• **A run of entries**:
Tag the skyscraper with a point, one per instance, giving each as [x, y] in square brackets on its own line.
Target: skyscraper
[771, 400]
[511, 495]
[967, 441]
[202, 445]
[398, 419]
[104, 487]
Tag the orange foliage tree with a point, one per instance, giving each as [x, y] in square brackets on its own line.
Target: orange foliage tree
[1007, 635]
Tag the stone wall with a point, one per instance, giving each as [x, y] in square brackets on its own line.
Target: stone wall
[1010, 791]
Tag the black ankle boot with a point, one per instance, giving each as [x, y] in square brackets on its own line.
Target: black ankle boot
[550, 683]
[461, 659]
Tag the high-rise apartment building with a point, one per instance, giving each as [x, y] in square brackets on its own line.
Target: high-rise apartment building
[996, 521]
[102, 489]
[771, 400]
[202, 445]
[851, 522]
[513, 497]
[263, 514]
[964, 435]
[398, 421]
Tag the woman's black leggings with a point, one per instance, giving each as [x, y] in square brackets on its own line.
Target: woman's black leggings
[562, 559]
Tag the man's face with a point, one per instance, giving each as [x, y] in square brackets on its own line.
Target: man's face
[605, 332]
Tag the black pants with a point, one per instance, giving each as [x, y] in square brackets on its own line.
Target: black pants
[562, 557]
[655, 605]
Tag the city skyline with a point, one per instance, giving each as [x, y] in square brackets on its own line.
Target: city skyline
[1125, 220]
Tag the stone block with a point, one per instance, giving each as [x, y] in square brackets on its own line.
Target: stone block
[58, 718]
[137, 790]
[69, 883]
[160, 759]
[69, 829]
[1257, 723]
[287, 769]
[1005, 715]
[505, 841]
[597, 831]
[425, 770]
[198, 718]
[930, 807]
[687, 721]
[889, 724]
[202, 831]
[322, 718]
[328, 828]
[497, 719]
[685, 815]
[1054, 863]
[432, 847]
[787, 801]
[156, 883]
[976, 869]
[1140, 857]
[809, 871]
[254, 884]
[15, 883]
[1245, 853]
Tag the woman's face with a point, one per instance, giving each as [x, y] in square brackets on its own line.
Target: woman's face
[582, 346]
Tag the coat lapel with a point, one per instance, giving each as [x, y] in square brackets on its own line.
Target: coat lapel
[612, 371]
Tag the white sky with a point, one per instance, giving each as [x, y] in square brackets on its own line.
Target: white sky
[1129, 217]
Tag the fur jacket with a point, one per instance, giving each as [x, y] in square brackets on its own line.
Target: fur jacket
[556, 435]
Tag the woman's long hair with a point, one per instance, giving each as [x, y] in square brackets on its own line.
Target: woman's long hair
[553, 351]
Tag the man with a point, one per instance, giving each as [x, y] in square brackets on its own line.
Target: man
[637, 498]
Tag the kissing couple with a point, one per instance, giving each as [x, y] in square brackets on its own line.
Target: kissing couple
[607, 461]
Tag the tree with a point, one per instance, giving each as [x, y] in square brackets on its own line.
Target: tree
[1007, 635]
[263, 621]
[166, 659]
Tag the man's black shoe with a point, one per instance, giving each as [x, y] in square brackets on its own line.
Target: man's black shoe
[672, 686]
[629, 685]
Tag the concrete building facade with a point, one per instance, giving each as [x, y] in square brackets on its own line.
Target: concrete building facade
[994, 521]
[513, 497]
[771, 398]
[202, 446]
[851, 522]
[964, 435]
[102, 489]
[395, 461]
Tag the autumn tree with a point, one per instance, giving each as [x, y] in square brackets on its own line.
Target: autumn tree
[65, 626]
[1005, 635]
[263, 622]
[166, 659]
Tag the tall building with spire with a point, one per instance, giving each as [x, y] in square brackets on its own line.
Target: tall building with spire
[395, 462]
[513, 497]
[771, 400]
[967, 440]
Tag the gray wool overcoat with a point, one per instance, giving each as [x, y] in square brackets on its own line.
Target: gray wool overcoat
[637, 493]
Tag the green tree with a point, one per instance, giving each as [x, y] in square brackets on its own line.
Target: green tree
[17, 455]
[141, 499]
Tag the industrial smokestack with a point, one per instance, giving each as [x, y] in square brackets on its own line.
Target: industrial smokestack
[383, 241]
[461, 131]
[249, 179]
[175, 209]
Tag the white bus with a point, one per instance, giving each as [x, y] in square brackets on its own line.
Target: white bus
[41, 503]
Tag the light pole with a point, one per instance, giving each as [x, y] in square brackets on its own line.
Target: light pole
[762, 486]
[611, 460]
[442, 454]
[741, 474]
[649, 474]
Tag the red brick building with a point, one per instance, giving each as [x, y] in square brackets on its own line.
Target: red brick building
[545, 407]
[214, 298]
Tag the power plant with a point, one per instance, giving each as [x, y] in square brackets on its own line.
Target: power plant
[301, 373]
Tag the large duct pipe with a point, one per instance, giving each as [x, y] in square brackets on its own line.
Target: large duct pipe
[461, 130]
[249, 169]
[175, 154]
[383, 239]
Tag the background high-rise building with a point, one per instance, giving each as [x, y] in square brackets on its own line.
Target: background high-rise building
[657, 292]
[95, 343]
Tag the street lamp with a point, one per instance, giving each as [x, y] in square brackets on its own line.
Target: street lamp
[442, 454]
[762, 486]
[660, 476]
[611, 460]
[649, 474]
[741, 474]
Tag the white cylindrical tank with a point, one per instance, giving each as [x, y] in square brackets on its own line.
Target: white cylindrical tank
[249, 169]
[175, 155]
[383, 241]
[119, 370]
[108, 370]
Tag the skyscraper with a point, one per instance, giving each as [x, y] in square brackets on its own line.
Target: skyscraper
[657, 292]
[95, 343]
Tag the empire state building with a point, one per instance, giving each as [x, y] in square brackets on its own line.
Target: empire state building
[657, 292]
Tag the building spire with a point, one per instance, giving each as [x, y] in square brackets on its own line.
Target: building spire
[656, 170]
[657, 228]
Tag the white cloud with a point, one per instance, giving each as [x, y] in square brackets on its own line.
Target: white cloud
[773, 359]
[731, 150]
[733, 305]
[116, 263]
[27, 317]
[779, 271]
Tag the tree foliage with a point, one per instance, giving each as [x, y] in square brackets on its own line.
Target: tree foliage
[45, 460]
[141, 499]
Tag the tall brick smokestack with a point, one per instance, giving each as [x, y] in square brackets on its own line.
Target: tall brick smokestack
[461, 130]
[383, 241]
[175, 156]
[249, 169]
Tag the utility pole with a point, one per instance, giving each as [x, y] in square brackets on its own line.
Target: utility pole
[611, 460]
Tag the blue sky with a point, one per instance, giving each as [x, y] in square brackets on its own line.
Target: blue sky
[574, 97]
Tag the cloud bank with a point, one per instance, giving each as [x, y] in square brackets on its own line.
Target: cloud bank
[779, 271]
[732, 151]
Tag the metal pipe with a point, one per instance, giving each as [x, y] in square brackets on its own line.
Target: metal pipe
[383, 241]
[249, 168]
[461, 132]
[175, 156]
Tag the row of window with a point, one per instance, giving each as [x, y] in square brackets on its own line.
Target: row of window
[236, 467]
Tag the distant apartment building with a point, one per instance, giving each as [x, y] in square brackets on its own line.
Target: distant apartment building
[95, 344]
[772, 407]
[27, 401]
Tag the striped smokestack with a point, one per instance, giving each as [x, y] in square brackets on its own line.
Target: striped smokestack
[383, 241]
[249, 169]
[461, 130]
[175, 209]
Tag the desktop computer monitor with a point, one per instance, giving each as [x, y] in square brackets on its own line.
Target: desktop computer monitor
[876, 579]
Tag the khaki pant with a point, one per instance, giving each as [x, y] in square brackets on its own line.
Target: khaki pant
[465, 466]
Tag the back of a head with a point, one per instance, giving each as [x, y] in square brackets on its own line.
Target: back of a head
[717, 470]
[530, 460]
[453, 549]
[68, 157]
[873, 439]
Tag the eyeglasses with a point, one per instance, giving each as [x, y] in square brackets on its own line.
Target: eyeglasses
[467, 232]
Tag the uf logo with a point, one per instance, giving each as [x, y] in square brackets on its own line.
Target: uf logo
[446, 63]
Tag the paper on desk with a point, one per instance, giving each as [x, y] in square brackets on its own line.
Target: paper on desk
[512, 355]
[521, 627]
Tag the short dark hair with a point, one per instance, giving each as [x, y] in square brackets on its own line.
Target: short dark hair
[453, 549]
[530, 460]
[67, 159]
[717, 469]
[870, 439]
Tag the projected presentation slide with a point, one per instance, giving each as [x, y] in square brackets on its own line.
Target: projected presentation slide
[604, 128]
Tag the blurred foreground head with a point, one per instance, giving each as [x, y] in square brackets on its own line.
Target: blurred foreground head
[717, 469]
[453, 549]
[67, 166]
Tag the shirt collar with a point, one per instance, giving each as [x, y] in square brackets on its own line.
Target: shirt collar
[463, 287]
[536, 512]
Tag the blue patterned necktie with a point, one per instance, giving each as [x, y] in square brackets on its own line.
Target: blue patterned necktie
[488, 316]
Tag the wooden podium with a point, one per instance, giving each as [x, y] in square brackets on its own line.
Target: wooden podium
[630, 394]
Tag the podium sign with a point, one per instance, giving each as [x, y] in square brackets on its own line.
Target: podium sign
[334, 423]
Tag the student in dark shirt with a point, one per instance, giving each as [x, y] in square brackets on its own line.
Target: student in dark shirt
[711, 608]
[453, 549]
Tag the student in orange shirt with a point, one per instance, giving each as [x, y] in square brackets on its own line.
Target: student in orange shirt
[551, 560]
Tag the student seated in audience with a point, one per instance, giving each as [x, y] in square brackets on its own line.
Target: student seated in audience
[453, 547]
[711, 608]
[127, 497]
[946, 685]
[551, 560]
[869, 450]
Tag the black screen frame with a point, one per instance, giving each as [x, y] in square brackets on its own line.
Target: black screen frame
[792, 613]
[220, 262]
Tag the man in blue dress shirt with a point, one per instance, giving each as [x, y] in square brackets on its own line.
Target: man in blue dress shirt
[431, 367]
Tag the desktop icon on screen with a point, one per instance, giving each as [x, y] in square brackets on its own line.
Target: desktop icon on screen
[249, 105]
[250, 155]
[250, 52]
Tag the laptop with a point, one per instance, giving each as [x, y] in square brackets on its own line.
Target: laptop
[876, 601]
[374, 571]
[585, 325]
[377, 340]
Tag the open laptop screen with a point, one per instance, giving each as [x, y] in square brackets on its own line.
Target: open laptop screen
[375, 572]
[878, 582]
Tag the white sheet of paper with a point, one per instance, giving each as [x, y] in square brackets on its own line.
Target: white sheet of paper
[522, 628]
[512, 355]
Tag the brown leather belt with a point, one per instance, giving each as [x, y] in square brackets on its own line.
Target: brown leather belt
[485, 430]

• **Exercise prompt**: Please update the entries from the very first line through the line containing "[1010, 791]", swapping "skyscraper" for "tower". Give back only that stretch, with nothing else changed.

• **Final result**:
Tag the tower with a point, one per instance, giving each as [x, y] in square brackets on its own line.
Target: tower
[771, 400]
[511, 495]
[967, 441]
[202, 445]
[398, 419]
[104, 487]
Tag the orange foliage tree with a point, one per instance, giving each as [x, y] in square brackets on its own line.
Target: orange foliage tree
[1007, 635]
Tag the stone wall with a point, one per instance, giving each as [x, y] in square brackets on its own line.
Target: stone wall
[1010, 791]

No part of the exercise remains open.